The spring campaign between France and the Sixth Coalition ended inconclusively with a summer truce (Truce of Pläswitz). Via the Trachenberg Plan, developed during a period of ceasefire in the summer of 1813, the ministers of Prussia, Russia, and Sweden agreed to pursue a single allied strategy against Napoleon. Following the end of the ceasefire, Austria eventually sided with the coalition, thwarting Napoleon's hopes of reaching separate agreements with Austria and Russia. The coalition now had a clear numerical superiority, which they eventually brought to bear on Napoleon's main forces, despite earlier setbacks such as the Battle of Dresden. The high point of allied strategy was the Battle of Leipzig in October 1813, which ended in a decisive defeat for Napoleon. The Confederation of the Rhine was dissolved following the battle with many of its former member states joining the coalition, breaking Napoleon's hold over Germany.
+===+
_Action item A_
According to the text on the Sixth Coalition, which battle was the high point of allied strategy?
_Action item B_
Please list every line of the records that contains the string "clicks". Case counts.
+===+
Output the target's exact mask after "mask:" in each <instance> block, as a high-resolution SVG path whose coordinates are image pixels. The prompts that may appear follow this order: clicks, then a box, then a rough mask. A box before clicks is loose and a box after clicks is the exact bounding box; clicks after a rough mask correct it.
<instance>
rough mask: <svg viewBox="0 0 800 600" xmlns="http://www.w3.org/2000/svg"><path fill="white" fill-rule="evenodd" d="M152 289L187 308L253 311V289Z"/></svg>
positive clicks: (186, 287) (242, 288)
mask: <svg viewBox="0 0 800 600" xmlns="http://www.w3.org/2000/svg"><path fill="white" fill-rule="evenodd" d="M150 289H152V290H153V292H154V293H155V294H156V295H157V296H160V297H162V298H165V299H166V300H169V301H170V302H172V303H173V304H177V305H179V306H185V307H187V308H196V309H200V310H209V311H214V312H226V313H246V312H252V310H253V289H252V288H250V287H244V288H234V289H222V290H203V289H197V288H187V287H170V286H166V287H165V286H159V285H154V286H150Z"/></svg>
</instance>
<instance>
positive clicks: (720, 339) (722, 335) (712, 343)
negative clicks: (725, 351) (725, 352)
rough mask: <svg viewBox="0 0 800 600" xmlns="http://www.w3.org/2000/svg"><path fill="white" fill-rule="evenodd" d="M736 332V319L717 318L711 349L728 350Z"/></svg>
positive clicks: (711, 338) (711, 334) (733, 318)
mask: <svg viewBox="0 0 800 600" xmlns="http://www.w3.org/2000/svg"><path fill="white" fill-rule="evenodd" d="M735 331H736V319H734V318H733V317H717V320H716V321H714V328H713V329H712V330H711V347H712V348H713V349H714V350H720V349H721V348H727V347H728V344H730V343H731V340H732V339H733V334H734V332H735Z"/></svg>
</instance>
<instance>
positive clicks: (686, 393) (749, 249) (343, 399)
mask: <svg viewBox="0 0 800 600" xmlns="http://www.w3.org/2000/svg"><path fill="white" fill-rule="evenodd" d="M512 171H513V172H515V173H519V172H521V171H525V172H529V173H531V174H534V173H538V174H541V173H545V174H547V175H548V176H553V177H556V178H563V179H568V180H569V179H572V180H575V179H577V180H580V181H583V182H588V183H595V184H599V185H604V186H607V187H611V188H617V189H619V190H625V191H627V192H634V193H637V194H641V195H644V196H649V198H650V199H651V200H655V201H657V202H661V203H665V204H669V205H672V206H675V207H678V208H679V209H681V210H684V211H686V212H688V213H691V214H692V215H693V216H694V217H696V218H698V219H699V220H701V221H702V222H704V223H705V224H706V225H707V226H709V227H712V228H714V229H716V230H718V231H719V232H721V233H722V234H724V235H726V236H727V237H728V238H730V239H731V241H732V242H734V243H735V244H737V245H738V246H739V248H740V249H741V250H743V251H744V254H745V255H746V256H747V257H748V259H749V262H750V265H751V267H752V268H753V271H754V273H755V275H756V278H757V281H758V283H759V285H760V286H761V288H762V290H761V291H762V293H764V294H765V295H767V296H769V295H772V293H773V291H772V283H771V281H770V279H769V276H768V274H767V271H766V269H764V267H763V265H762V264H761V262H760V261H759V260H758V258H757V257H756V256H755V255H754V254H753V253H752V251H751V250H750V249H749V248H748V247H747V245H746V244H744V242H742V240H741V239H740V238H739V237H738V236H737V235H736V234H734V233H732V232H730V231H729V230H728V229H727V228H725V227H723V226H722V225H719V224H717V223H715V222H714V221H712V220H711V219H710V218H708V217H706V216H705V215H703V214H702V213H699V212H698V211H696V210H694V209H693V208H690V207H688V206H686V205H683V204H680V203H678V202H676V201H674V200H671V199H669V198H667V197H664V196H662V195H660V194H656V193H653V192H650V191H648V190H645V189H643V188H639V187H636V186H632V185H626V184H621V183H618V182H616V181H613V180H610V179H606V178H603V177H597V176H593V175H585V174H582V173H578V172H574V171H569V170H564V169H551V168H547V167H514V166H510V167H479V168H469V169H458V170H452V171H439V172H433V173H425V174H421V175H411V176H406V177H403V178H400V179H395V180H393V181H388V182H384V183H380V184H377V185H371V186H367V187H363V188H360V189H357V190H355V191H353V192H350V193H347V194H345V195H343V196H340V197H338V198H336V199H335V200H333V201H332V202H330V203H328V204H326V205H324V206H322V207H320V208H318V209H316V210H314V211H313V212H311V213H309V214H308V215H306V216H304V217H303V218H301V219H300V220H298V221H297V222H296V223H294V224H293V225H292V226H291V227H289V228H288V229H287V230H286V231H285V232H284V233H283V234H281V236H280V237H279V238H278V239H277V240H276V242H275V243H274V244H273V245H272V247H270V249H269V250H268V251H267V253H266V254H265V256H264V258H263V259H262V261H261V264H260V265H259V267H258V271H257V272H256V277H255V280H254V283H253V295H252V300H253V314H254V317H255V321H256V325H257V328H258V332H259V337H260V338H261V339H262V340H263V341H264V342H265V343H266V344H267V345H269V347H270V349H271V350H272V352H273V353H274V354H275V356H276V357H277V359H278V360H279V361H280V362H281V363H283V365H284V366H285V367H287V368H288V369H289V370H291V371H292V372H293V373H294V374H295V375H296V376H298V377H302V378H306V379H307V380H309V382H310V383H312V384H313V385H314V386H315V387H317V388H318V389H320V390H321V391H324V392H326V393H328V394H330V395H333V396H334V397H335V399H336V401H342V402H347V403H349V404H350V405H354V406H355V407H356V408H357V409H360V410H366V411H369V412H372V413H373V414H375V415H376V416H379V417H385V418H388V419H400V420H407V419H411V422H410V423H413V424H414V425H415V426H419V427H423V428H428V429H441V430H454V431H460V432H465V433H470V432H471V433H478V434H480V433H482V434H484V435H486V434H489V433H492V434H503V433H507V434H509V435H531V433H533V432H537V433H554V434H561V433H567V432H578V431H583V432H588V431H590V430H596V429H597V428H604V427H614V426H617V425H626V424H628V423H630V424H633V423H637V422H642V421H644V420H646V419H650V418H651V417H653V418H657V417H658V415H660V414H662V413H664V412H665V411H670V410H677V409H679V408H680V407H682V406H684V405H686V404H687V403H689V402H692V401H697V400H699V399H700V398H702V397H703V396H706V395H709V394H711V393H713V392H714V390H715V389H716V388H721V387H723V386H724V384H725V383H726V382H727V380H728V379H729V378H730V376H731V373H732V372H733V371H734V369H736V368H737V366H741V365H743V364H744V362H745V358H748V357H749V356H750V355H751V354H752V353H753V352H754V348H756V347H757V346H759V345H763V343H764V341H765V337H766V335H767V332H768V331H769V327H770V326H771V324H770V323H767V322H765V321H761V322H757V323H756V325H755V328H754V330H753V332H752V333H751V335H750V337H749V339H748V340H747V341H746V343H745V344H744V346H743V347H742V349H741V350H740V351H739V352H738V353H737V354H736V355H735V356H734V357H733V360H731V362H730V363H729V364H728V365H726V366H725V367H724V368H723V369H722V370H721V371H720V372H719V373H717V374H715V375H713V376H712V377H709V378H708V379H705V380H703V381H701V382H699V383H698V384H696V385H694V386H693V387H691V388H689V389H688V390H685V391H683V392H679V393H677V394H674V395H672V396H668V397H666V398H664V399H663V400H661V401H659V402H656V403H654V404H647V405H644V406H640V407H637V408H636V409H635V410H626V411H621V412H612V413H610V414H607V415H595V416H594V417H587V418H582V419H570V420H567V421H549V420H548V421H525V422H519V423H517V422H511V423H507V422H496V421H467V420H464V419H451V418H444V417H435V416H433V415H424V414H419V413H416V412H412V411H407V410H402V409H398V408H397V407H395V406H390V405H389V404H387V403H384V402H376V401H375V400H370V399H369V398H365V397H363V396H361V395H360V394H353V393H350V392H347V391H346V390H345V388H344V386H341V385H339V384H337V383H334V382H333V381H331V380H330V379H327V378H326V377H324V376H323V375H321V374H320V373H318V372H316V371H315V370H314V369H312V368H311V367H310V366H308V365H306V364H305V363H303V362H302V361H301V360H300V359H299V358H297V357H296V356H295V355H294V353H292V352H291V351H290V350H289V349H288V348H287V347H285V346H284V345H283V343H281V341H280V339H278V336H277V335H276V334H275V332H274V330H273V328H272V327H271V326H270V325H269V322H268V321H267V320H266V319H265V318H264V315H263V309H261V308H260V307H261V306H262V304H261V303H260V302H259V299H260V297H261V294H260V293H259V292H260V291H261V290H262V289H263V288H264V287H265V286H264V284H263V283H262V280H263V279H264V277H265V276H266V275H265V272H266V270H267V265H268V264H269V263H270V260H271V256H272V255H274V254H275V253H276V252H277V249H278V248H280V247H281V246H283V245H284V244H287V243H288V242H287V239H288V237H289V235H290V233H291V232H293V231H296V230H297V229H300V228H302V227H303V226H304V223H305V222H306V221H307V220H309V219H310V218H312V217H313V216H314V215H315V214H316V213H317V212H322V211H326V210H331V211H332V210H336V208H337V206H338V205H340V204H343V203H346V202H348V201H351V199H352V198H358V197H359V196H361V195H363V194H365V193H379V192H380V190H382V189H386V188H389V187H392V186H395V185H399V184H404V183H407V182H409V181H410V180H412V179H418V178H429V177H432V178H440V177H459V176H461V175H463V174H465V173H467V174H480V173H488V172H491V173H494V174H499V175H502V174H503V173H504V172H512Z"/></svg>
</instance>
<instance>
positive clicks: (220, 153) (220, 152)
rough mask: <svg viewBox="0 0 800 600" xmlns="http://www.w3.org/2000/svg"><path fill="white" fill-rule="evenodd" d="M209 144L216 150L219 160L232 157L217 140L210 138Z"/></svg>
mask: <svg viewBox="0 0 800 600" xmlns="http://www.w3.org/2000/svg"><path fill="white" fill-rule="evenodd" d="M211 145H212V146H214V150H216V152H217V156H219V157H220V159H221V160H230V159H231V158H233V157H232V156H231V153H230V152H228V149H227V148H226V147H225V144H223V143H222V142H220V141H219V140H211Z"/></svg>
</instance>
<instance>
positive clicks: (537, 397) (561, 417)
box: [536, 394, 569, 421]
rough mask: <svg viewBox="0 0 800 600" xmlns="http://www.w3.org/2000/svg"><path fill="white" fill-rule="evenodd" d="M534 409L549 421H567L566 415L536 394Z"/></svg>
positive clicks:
+===+
_Result A_
The Battle of Leipzig, in October 1813.

_Result B_
Output the target's exact mask after "mask:" in each <instance> block, as a high-resolution SVG path whose coordinates are image pixels. The prompts that may appear follow this order: clicks, then a box, then a rough mask. A box before clicks is loose and a box after clicks is the exact bounding box; clicks after a rough mask correct it.
positive clicks: (186, 287) (242, 288)
positive clicks: (720, 339) (722, 335) (712, 343)
negative clicks: (725, 351) (725, 352)
positive clicks: (711, 338) (711, 334) (733, 318)
positive clicks: (686, 393) (749, 249) (343, 399)
positive clicks: (220, 153) (220, 152)
positive clicks: (537, 397) (561, 417)
positive clicks:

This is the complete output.